§ **WHAT THIS TASK INVOLVES**
Put every line of the records below into a JSON list of strings, one string per line, with blank lines left out.

§ **Saved entries**

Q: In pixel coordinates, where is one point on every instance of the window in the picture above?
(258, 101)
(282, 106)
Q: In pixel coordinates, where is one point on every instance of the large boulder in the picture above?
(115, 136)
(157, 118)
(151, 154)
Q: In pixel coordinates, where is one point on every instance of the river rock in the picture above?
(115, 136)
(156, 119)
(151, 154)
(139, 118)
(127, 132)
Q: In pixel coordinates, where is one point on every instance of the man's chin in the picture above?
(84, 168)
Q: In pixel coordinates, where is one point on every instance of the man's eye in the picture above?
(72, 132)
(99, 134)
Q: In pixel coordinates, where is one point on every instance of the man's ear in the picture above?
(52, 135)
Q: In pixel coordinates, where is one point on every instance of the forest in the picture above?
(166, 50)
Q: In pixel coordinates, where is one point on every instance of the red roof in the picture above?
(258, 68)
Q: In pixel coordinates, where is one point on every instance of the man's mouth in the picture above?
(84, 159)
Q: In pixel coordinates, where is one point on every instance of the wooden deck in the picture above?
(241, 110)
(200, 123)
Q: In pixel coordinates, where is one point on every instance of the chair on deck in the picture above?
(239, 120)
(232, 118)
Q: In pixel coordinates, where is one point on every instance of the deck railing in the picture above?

§ **TASK ANSWER**
[
  "Q: In pixel coordinates, where is one point on every instance of the window in the picture above?",
  "(258, 101)",
  "(282, 106)",
  "Q: In pixel coordinates, where is one point on every instance of the large boulder in the picture above?",
  "(115, 136)",
  "(157, 118)",
  "(151, 154)",
  "Q: In pixel coordinates, where is one point on every instance of the river rock in the picture above?",
  "(115, 136)",
  "(156, 119)",
  "(151, 154)",
  "(139, 118)",
  "(127, 132)",
  "Q: In pixel coordinates, where is one point on every instance of the man's chin in the picture above?",
  "(84, 168)",
  "Q: In pixel coordinates, where is one point on every instance of the man's eye in the picture above?",
  "(72, 132)",
  "(99, 134)",
  "Q: In pixel coordinates, where is one point on every instance of the man's ear in the picture above?",
  "(52, 135)",
  "Q: In pixel coordinates, where is one point on every instance of the forest in the picture above?",
  "(166, 50)",
  "Q: In pixel coordinates, where is one point on every instance of the red roof in the picture above?",
  "(258, 68)",
  "Q: In pixel coordinates, where is one point on every instance of the man's mouth in the picture above?",
  "(84, 159)",
  "Q: In pixel coordinates, where is one point on every instance of the wooden deck in the picture above?",
  "(241, 110)",
  "(200, 123)",
  "Q: In pixel coordinates, where is one point on every instance of the chair on deck in the picture above?",
  "(239, 120)",
  "(232, 118)",
  "Q: In pixel coordinates, where is one point on every instance of the deck railing in the picture above?"
]